Reproduce verbatim the final portion of the material below, from the line containing "the hand in" through its last line, and nothing else.

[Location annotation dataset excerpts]

▼

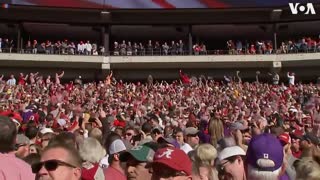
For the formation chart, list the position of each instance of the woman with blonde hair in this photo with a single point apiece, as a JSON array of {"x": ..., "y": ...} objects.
[
  {"x": 91, "y": 152},
  {"x": 308, "y": 167},
  {"x": 203, "y": 165},
  {"x": 216, "y": 130}
]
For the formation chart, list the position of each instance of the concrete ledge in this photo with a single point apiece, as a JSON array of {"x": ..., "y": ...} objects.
[
  {"x": 159, "y": 62},
  {"x": 50, "y": 58}
]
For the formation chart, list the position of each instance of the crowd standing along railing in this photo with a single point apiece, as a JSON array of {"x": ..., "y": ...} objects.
[{"x": 162, "y": 53}]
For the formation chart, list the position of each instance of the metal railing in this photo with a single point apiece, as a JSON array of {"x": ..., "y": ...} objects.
[{"x": 161, "y": 52}]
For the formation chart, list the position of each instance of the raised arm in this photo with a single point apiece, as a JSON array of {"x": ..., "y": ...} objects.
[{"x": 61, "y": 75}]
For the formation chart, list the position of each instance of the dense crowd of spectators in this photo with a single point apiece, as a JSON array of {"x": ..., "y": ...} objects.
[
  {"x": 6, "y": 45},
  {"x": 129, "y": 49},
  {"x": 192, "y": 128},
  {"x": 63, "y": 47},
  {"x": 303, "y": 45}
]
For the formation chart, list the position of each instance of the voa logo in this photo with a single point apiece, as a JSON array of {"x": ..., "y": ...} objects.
[{"x": 297, "y": 8}]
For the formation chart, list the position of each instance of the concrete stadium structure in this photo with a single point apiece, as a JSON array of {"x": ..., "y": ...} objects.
[{"x": 305, "y": 65}]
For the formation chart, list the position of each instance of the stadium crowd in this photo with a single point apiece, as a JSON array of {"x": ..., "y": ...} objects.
[
  {"x": 126, "y": 48},
  {"x": 192, "y": 128}
]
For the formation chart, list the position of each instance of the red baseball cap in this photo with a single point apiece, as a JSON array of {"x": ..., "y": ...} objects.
[
  {"x": 174, "y": 158},
  {"x": 284, "y": 138}
]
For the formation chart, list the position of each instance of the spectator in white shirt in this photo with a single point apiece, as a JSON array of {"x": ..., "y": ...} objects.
[
  {"x": 12, "y": 81},
  {"x": 88, "y": 48},
  {"x": 291, "y": 78},
  {"x": 81, "y": 47}
]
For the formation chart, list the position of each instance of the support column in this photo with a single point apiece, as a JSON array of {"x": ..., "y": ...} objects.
[
  {"x": 105, "y": 68},
  {"x": 275, "y": 37},
  {"x": 190, "y": 43},
  {"x": 19, "y": 37},
  {"x": 105, "y": 34}
]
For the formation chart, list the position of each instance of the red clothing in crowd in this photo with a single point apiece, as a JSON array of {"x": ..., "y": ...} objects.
[
  {"x": 21, "y": 80},
  {"x": 119, "y": 123},
  {"x": 297, "y": 154},
  {"x": 184, "y": 78}
]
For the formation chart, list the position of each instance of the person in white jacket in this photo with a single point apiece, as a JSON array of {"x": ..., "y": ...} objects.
[
  {"x": 291, "y": 78},
  {"x": 88, "y": 48}
]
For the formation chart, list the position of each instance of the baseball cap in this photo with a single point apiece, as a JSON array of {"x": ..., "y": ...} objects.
[
  {"x": 169, "y": 141},
  {"x": 140, "y": 153},
  {"x": 231, "y": 151},
  {"x": 265, "y": 152},
  {"x": 117, "y": 146},
  {"x": 174, "y": 158},
  {"x": 284, "y": 138},
  {"x": 311, "y": 138},
  {"x": 190, "y": 131},
  {"x": 237, "y": 126},
  {"x": 46, "y": 130},
  {"x": 22, "y": 139},
  {"x": 62, "y": 122}
]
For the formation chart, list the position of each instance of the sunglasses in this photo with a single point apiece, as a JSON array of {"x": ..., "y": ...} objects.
[
  {"x": 17, "y": 146},
  {"x": 221, "y": 167},
  {"x": 50, "y": 165}
]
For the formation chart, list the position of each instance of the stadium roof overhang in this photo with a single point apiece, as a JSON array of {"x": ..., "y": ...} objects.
[{"x": 165, "y": 17}]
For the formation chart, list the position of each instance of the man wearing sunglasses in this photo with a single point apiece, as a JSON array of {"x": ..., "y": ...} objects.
[
  {"x": 58, "y": 162},
  {"x": 171, "y": 163},
  {"x": 11, "y": 167}
]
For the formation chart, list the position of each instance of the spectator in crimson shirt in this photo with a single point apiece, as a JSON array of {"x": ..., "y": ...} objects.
[{"x": 184, "y": 78}]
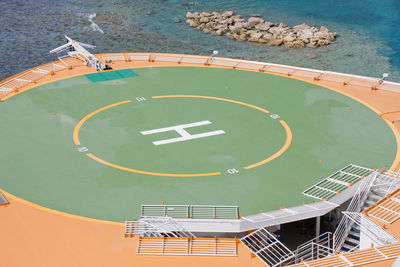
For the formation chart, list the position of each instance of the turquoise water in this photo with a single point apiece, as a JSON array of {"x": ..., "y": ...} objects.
[{"x": 368, "y": 41}]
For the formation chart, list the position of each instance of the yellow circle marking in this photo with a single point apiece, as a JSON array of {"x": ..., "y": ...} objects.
[
  {"x": 90, "y": 155},
  {"x": 289, "y": 135},
  {"x": 82, "y": 121},
  {"x": 150, "y": 173},
  {"x": 280, "y": 152}
]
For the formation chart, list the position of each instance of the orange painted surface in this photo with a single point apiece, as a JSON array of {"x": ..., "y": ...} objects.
[{"x": 34, "y": 236}]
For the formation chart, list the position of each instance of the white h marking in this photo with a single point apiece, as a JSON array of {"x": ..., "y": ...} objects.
[{"x": 180, "y": 129}]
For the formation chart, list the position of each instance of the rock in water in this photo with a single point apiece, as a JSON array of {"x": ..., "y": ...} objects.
[{"x": 255, "y": 29}]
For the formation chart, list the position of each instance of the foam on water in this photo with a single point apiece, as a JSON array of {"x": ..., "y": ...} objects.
[{"x": 367, "y": 44}]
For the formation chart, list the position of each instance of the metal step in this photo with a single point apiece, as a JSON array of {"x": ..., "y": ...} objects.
[
  {"x": 378, "y": 192},
  {"x": 346, "y": 247},
  {"x": 354, "y": 233},
  {"x": 369, "y": 203},
  {"x": 352, "y": 240},
  {"x": 374, "y": 197}
]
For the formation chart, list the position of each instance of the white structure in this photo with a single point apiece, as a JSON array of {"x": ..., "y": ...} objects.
[{"x": 77, "y": 49}]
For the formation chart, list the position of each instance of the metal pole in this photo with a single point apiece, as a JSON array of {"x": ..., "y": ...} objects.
[{"x": 317, "y": 227}]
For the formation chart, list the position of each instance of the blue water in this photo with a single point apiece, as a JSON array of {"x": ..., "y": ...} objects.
[{"x": 368, "y": 41}]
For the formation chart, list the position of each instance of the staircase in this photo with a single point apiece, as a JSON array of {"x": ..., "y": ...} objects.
[
  {"x": 372, "y": 189},
  {"x": 155, "y": 227}
]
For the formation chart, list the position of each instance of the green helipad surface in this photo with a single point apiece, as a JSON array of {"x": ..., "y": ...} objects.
[{"x": 245, "y": 156}]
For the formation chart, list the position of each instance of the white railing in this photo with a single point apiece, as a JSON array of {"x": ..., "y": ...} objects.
[
  {"x": 266, "y": 247},
  {"x": 155, "y": 227},
  {"x": 355, "y": 205},
  {"x": 3, "y": 200},
  {"x": 316, "y": 248},
  {"x": 187, "y": 246},
  {"x": 387, "y": 210},
  {"x": 191, "y": 211},
  {"x": 318, "y": 75},
  {"x": 358, "y": 258},
  {"x": 371, "y": 229},
  {"x": 337, "y": 182}
]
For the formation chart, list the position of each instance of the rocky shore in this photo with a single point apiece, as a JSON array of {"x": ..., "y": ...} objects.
[{"x": 256, "y": 29}]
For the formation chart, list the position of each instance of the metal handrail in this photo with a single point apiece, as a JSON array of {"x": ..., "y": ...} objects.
[{"x": 355, "y": 205}]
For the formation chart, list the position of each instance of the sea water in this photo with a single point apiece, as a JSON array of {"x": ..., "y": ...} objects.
[{"x": 367, "y": 43}]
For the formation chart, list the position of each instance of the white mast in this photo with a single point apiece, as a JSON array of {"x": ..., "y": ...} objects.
[{"x": 77, "y": 49}]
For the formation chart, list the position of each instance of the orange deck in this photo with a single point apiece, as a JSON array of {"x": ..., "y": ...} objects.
[{"x": 36, "y": 236}]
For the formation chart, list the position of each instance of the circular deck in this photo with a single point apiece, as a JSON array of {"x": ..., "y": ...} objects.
[{"x": 100, "y": 145}]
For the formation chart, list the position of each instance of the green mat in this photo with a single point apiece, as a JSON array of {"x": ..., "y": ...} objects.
[{"x": 111, "y": 75}]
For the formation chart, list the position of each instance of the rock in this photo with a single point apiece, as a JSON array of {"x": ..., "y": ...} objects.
[
  {"x": 204, "y": 20},
  {"x": 253, "y": 21},
  {"x": 227, "y": 14},
  {"x": 263, "y": 26},
  {"x": 189, "y": 15},
  {"x": 254, "y": 36},
  {"x": 301, "y": 27},
  {"x": 229, "y": 35},
  {"x": 193, "y": 23},
  {"x": 200, "y": 27},
  {"x": 205, "y": 14},
  {"x": 291, "y": 37},
  {"x": 255, "y": 29},
  {"x": 275, "y": 41},
  {"x": 220, "y": 32},
  {"x": 267, "y": 37},
  {"x": 323, "y": 29},
  {"x": 312, "y": 56}
]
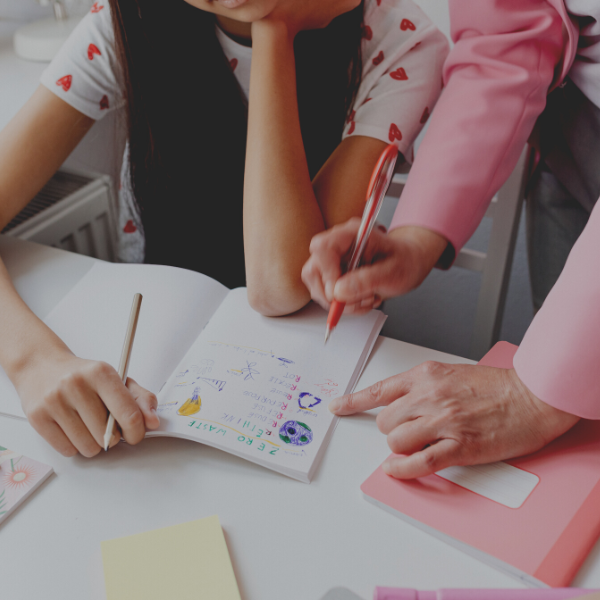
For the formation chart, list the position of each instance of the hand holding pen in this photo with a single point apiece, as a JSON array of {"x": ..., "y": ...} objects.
[
  {"x": 380, "y": 181},
  {"x": 392, "y": 264},
  {"x": 66, "y": 398}
]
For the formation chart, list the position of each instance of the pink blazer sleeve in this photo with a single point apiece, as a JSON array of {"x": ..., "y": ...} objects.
[
  {"x": 496, "y": 80},
  {"x": 559, "y": 358}
]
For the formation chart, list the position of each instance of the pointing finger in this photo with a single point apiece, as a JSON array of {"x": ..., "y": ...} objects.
[
  {"x": 381, "y": 393},
  {"x": 432, "y": 459}
]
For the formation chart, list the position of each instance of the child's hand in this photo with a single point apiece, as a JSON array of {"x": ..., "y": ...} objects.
[
  {"x": 66, "y": 400},
  {"x": 300, "y": 15},
  {"x": 393, "y": 264}
]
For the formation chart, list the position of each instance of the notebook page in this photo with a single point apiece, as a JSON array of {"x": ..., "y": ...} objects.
[
  {"x": 497, "y": 481},
  {"x": 92, "y": 319},
  {"x": 259, "y": 387}
]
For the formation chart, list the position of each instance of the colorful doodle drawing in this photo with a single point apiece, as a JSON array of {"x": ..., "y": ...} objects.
[
  {"x": 295, "y": 433},
  {"x": 248, "y": 371},
  {"x": 192, "y": 405},
  {"x": 329, "y": 388},
  {"x": 216, "y": 383},
  {"x": 19, "y": 477},
  {"x": 304, "y": 401}
]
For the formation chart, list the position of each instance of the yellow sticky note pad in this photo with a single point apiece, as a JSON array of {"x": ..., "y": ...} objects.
[{"x": 188, "y": 562}]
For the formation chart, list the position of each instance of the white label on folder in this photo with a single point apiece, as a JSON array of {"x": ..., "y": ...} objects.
[{"x": 498, "y": 481}]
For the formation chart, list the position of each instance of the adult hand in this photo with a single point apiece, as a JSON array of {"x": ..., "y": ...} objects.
[
  {"x": 440, "y": 415},
  {"x": 393, "y": 264},
  {"x": 66, "y": 401},
  {"x": 308, "y": 14}
]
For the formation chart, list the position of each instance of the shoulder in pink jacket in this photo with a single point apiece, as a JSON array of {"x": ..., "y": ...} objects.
[{"x": 508, "y": 54}]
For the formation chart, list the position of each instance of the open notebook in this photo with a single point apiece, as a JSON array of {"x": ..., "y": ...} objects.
[{"x": 226, "y": 376}]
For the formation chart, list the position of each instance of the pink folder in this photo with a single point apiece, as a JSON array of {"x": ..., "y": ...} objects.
[{"x": 546, "y": 539}]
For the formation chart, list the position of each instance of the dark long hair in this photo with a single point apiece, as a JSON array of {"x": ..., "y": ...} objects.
[{"x": 187, "y": 121}]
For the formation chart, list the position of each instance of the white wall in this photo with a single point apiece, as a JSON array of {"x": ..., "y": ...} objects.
[
  {"x": 440, "y": 313},
  {"x": 25, "y": 10}
]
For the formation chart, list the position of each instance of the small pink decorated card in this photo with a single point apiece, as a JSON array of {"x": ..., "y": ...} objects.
[{"x": 19, "y": 478}]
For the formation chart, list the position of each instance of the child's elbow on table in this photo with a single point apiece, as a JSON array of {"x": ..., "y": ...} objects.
[{"x": 276, "y": 299}]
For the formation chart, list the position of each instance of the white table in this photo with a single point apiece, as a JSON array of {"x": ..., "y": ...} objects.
[{"x": 287, "y": 539}]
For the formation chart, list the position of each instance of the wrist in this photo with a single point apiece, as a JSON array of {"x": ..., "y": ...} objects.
[
  {"x": 552, "y": 421},
  {"x": 272, "y": 30},
  {"x": 425, "y": 247}
]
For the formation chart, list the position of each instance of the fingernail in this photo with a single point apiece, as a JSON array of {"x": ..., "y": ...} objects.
[{"x": 329, "y": 291}]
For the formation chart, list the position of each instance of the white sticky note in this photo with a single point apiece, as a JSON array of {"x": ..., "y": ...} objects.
[{"x": 497, "y": 481}]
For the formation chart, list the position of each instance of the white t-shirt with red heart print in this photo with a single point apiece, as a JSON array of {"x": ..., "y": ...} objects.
[{"x": 403, "y": 53}]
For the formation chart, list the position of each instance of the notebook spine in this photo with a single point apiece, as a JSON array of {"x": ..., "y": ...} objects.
[{"x": 570, "y": 550}]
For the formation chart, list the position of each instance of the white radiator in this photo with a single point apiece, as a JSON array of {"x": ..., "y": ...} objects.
[{"x": 74, "y": 211}]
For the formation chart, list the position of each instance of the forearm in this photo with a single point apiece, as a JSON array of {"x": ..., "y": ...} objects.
[
  {"x": 497, "y": 77},
  {"x": 559, "y": 356},
  {"x": 281, "y": 214},
  {"x": 24, "y": 338}
]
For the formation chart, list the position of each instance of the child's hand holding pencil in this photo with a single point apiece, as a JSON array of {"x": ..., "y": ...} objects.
[{"x": 66, "y": 399}]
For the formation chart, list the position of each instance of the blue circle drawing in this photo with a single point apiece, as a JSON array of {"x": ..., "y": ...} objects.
[{"x": 295, "y": 433}]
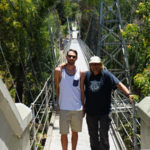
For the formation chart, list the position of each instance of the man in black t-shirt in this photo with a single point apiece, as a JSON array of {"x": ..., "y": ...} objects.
[{"x": 99, "y": 84}]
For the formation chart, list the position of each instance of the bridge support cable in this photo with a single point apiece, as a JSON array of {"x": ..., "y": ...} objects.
[
  {"x": 112, "y": 50},
  {"x": 9, "y": 72}
]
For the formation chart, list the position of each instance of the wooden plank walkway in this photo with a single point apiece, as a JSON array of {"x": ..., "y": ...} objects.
[{"x": 54, "y": 142}]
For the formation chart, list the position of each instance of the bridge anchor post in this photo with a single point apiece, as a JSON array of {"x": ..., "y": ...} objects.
[{"x": 143, "y": 109}]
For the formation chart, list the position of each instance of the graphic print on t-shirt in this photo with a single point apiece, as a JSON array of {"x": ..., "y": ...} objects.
[{"x": 95, "y": 85}]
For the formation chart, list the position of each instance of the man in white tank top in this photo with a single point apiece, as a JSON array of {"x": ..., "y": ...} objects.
[{"x": 70, "y": 94}]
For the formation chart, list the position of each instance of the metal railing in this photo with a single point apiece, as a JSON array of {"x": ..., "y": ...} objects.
[{"x": 42, "y": 108}]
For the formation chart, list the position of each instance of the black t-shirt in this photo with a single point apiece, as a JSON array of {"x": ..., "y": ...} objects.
[{"x": 98, "y": 92}]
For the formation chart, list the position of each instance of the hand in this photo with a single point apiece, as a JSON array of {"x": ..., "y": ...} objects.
[{"x": 63, "y": 65}]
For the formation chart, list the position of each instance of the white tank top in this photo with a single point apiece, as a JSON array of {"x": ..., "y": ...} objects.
[{"x": 69, "y": 93}]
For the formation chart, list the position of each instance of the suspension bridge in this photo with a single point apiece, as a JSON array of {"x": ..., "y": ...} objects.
[{"x": 40, "y": 121}]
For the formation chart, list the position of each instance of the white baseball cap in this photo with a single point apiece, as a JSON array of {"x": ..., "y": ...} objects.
[{"x": 95, "y": 59}]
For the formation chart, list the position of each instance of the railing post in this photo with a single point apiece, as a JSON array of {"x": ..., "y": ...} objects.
[
  {"x": 143, "y": 110},
  {"x": 53, "y": 94},
  {"x": 33, "y": 128},
  {"x": 47, "y": 110},
  {"x": 134, "y": 127}
]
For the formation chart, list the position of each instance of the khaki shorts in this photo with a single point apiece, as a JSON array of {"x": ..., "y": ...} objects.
[{"x": 70, "y": 118}]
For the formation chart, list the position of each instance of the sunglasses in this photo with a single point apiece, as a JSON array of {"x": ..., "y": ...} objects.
[{"x": 71, "y": 56}]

▲

Problem solution
For the formation chart, list the position of each instance of the hand in this photo with a single point apiece, as a JSON array of {"x": ..., "y": ...} objects.
[{"x": 63, "y": 65}]
For the formation chart, list the position of each instance of the white tank top in this photo with a single point apiece, as a JSON array of {"x": ..., "y": ...} objects.
[{"x": 69, "y": 93}]
For the formation chart, list the position of each instance of the suspension bridge in this photo with a single point apiece, as a JSON array of {"x": ..., "y": ...} objects.
[{"x": 40, "y": 121}]
For the formation chart, list the position of each instance of the white baseball cap in this photo with a single point apiece, as a JSON array of {"x": ..., "y": ...} objects.
[{"x": 95, "y": 59}]
For the formation chart, list the position of each instance of the railing post in this photo with a single point apiece, as a JSON array of {"x": ..., "y": ...} objects.
[
  {"x": 143, "y": 110},
  {"x": 53, "y": 94},
  {"x": 33, "y": 128},
  {"x": 47, "y": 110},
  {"x": 134, "y": 127}
]
For the formation chart, list the position of each instance of the khaki shorts in this photo with a single point apiece, as a JSON array of {"x": ..., "y": ...} objects.
[{"x": 70, "y": 118}]
For the formation chart, list the position of each instance of the sunglasses in this photo with a single point apiece, as a JSON array of {"x": ..., "y": ...} objects.
[{"x": 71, "y": 56}]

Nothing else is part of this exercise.